New Brand badges don't mean much these days.
Who actually made the vehicle?

Behold:

The Mazda / Toyota.

The Nissan / Infiniti / Mercedes.

Etc.

Car shopping these days would be a nightmare...

Cheers,
Scott.
New I dont shop cars by brand anymore
new would be price acceleration features mpg warranty and sound system in that order
"Science is the belief in the ignorance of the experts" – Richard Feynman
New My list
Price, TCO (includes MPG and predicted maintenance), cargo capacity, features (primarily phone integration). Must be able to take a hitch so I can mount a bike rack and still open the trunk/hatch.

Going to wait until this summer and look for leftover 2017 Chevy Spark or Ford Fiesta.
--

Drew
New Ulp..
Must presume that you are acquainted with the fact of repeated failures of the 'dual-3 speed~~=6-speed' transmissions, given the notoriety since (at least '2011.)

So won't give a boring list of a particular one: now after second physical-xmission rebuild + earlier flash-ROM or two. Maybe you're counting on a hugely-depressed resale price; could be an OK-deal on a freshly repaired one. (My main concern is the FACT: that this/any xmission assembly has a highly circumscribed outer config, as constrains also: whatEver a frantic mech. engr. might want to Redesign within..) Cannot imagine a giant Corp throwing $Ms at That clusterfuck -vs- just paying off the Aware/already-bitten ... and sucking up the next years' bad-ju-ju with owners.)

ie Heads Up! (if the above is news to you.)
I'll have a report on--what appears to be--an unusually Decent deal already agreed to ... After that actually occurs, natch. Nothing IS fershure.

Other than that: just after such fixes it is a decent handling puddle-jumper, and might be a real bargain (esp. if you got This One, near pristine w/ a mere 12K mi. etc.) but I see no way offhand that that outcome could be sorta added-on. (Also don't see why it Couldn't! == one fewer for FoMoCo to do triage on.)


'Twould make for great synchronicity though, eh?
New I haven't paid much attention.
There are so many varieties of transmissions these days that some are bound to have problems. CVTs had teething problems for years, also too.

__SUPPLIED INFORMATION__:
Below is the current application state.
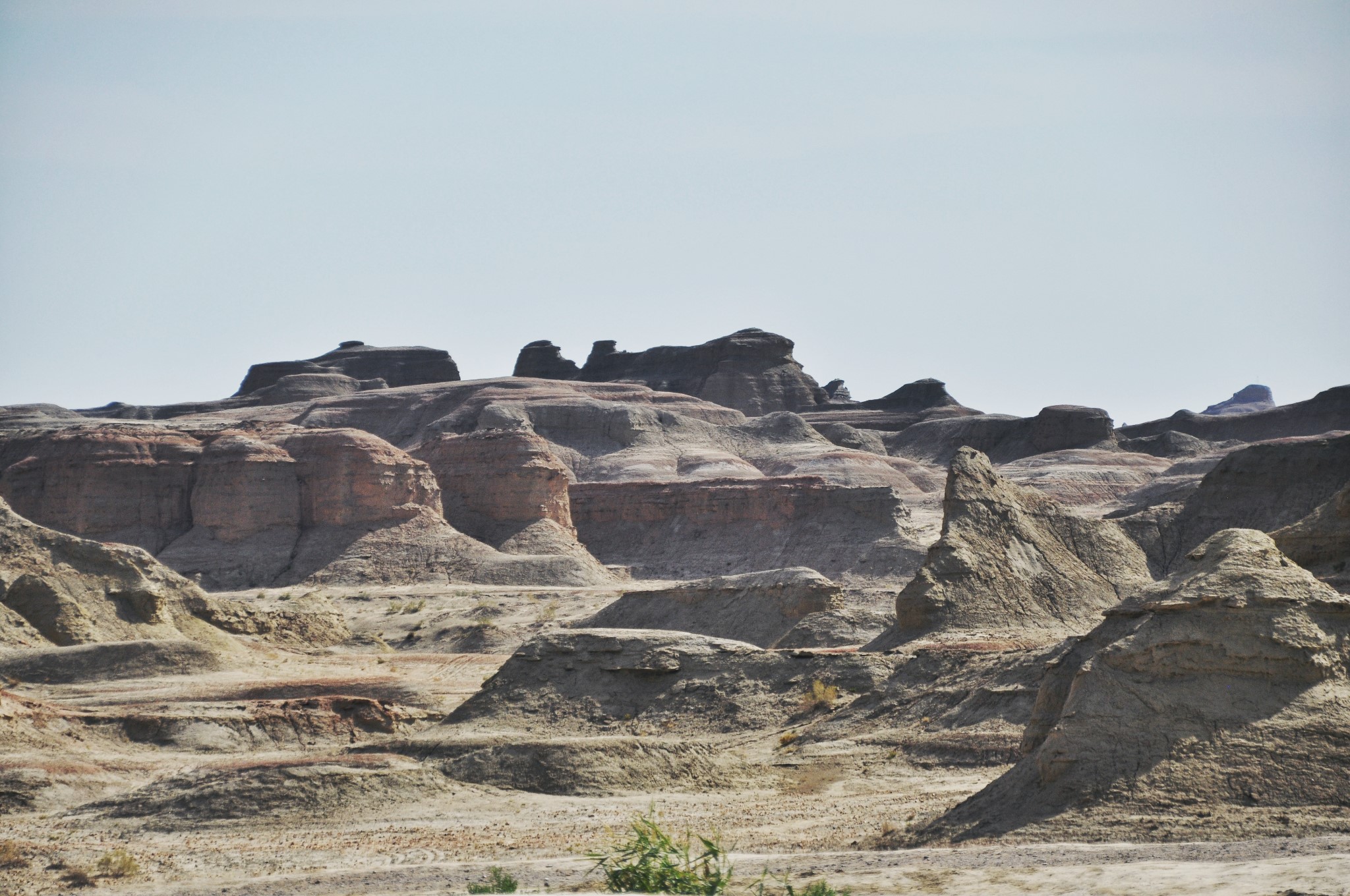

__TO-DO LIST__:
**1.** Print everything in the car-shopping thread from "So won't give" down to "Nothing IS fershure.".
**2.** Decide whether each statement agrees with the car-shopping thread, answering yes or no and quoting the words of the thread that settle it: (a) one poster plans to look for a leftover 2017 Chevy Spark or Ford Fiesta this summer; (b) one poster ranks warranty first among car-buying priorities; (c) CVTs had teething problems for years.
The data above is separate material from the car-shopping thread.

__SOLUTIONS__:
**1.**
So won't give a boring list of a particular one: now after second physical-xmission rebuild + earlier flash-ROM or two. Maybe you're counting on a hugely-depressed resale price; could be an OK-deal on a freshly repaired one. (My main concern is the FACT: that this/any xmission assembly has a highly circumscribed outer config, as constrains also: whatEver a frantic mech. engr. might want to Redesign within..) Cannot imagine a giant Corp throwing $Ms at That clusterfuck -vs- just paying off the Aware/already-bitten ... and sucking up the next years' bad-ju-ju with owners.)

ie Heads Up! (if the above is news to you.)
I'll have a report on--what appears to be--an unusually Decent deal already agreed to ... After that actually occurs, natch. Nothing IS fershure.

**2.**
(a) Yes: "Going to wait until this summer and look for leftover 2017 Chevy Spark or Ford Fiesta."
(b) No: "price acceleration features mpg warranty and sound system in that order"
(c) Yes: "CVTs had teething problems for years"